**Source records:**

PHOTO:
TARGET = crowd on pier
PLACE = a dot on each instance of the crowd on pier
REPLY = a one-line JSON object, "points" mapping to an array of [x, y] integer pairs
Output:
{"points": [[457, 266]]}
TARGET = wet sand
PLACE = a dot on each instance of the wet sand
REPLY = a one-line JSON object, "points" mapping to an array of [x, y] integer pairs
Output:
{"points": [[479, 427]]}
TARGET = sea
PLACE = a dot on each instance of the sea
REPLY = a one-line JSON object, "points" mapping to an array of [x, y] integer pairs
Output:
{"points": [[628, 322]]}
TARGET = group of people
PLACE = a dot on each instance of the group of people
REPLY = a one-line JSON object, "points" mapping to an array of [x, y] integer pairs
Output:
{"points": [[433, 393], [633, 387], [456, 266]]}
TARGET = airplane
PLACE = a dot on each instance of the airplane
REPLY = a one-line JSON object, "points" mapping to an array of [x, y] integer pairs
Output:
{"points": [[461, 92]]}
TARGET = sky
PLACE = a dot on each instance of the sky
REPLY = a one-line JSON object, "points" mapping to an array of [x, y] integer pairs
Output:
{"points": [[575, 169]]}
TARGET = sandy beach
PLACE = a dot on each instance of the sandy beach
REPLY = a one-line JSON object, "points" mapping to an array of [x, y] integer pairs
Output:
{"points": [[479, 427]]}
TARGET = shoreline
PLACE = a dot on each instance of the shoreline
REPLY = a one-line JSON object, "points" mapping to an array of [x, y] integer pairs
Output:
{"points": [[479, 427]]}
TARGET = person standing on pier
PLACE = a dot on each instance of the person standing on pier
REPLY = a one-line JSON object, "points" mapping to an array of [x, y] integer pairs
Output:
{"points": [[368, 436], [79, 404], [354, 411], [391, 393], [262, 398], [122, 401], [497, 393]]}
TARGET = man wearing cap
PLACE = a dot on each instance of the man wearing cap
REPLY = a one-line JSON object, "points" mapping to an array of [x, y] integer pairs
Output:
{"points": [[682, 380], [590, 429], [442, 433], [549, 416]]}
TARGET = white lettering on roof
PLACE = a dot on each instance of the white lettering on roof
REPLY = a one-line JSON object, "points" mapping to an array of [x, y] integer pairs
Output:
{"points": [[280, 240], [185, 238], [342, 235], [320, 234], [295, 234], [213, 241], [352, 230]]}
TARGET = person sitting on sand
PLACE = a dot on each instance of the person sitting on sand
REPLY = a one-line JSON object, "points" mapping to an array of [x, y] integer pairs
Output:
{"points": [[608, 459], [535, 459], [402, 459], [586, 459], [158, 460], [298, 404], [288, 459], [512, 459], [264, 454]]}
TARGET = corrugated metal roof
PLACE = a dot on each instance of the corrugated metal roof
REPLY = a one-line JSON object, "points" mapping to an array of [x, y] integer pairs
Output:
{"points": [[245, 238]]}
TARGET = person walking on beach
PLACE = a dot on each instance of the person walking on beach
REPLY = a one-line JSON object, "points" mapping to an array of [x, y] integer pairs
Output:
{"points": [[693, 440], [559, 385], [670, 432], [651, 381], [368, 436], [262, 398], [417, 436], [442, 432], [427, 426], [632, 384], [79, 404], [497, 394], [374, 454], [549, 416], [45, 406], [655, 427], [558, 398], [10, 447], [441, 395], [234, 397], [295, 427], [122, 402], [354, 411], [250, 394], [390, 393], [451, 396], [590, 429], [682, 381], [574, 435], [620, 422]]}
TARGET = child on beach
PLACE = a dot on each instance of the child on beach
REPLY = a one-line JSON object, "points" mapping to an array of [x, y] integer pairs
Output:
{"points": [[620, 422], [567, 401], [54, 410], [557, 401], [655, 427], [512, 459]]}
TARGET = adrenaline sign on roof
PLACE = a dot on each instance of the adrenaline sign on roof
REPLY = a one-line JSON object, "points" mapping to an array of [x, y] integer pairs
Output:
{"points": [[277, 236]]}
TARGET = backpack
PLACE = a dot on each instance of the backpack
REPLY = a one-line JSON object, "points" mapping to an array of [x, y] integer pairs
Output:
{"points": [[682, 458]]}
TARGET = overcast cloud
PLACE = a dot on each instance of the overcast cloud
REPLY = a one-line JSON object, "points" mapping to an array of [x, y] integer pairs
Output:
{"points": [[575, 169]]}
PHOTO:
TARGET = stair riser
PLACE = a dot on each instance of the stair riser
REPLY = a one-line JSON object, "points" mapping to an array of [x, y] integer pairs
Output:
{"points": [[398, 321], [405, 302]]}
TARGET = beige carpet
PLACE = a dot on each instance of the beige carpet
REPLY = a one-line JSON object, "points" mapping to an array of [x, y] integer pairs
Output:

**Exercise brief:**
Can you return all of the lines above, reproduced word for word?

**Problem solution:**
PHOTO:
TARGET = crowd on pier
PLACE = a dot on each instance of the crowd on pier
REPLY = a one-line JSON object, "points" mapping to an array of [x, y] integer pairs
Output:
{"points": [[457, 266]]}
TARGET = wet sand
PLACE = a dot on each instance of the wet sand
REPLY = a one-line JSON object, "points" mapping to an array of [x, y] integer pairs
Output:
{"points": [[479, 427]]}
TARGET = sea
PLACE = a dot on each instance of the sea
REPLY = a one-line JSON object, "points" mapping to an array of [x, y] integer pairs
Output:
{"points": [[628, 322]]}
TARGET = group of people
PLACE = a dot on each instance of the group of people
REPLY = a one-line JSON object, "points" mapping to an array of [x, y] integer pairs
Output:
{"points": [[433, 393], [633, 387], [456, 266]]}
TARGET = airplane
PLACE = a dot on each instance of the airplane
REPLY = a one-line JSON object, "points" mapping to an array of [x, y] integer pairs
Output:
{"points": [[461, 92]]}
TARGET = sky
PLACE = a dot on each instance of the sky
REPLY = a one-line JSON object, "points" mapping to an array of [x, y] integer pairs
Output:
{"points": [[575, 169]]}
TARGET = sandy beach
PLACE = a dot on each instance of the sandy beach
REPLY = a one-line JSON object, "points" mapping to an array of [x, y] integer pairs
Output:
{"points": [[479, 427]]}
TARGET = shoreline
PLACE = a dot on each instance of the shoreline
REPLY = a one-line JSON object, "points" mapping to an array of [x, y] integer pairs
Output:
{"points": [[479, 427]]}
TARGET = person standing on pier
PLACE = a dot on each instance of the person standing on pier
REPLY = a one-line JSON object, "points" mapping to an array of [x, y] integer pairs
Output:
{"points": [[368, 436], [79, 404], [354, 411], [391, 393], [262, 398], [122, 401], [497, 393]]}
TARGET = man wearing cap
PLACE = a dot on each instance of the man wearing cap
REPLY = a one-line JSON object, "points" mapping to an array of [x, y] integer pairs
Output:
{"points": [[682, 380], [590, 429], [442, 433], [549, 416]]}
TARGET = white lettering on roof
PLACE = a dot on each instance of the white lettering on roof
REPLY = a one-line JSON object, "points" mapping to an array of [x, y] integer pairs
Output:
{"points": [[280, 240], [185, 238], [342, 235], [320, 234], [295, 234], [213, 241], [352, 230]]}
TARGET = person sitting on sand
PLACE = a dot on each instance of the person sitting on sand
REPLY = a one-line JSON object, "points" mapping to an array of [x, y] integer pairs
Output:
{"points": [[608, 459], [535, 459], [402, 459], [586, 459], [158, 460], [298, 404], [288, 459], [512, 459], [264, 454]]}
TARGET = corrugated metal roof
PLACE = a dot on each instance of the corrugated metal roof
REPLY = a one-line JSON object, "points" mapping to an array of [x, y] integer pairs
Output:
{"points": [[245, 238]]}
TARGET = person walking on beach
PLACE = a dot on each instance of the person walking on beach
REPLY = a one-line JSON object, "points" mapping to an array of [x, y] integer pairs
Output:
{"points": [[693, 440], [559, 385], [670, 432], [651, 381], [368, 436], [262, 398], [417, 436], [442, 432], [427, 426], [632, 384], [79, 404], [497, 394], [374, 454], [549, 416], [45, 406], [655, 427], [558, 398], [10, 447], [441, 395], [234, 397], [295, 427], [122, 402], [354, 411], [250, 394], [390, 393], [451, 396], [590, 429], [682, 381], [574, 435], [620, 422]]}
TARGET = child on beach
PLACE = a dot on each instance of the child on beach
REPLY = a one-line JSON object, "points" mapping to an array of [x, y] integer pairs
Output:
{"points": [[620, 422], [567, 401], [54, 410], [557, 401], [655, 427], [512, 459]]}
TARGET = adrenaline sign on roof
PLACE = a dot on each instance of the adrenaline sign on roof
REPLY = a one-line JSON object, "points" mapping to an array of [x, y] integer pairs
Output:
{"points": [[277, 236]]}
TARGET = backpack
PLACE = a dot on each instance of the backpack
REPLY = a one-line JSON object, "points" mapping to an array of [x, y] integer pairs
Output:
{"points": [[682, 458]]}
TARGET = overcast cloud
PLACE = a dot on each instance of the overcast cloud
REPLY = a one-line JSON object, "points" mapping to an array of [x, y] integer pairs
Output:
{"points": [[575, 169]]}
PHOTO:
TARGET = stair riser
PLACE = a dot on each instance of the stair riser
REPLY = a one-line JSON object, "points" mapping to an array of [x, y] integer pairs
Output:
{"points": [[398, 321], [405, 302]]}
TARGET = beige carpet
PLACE = a dot on each instance of the beige carpet
REPLY = a one-line JSON object, "points" mapping to an array of [x, y] integer pairs
Output:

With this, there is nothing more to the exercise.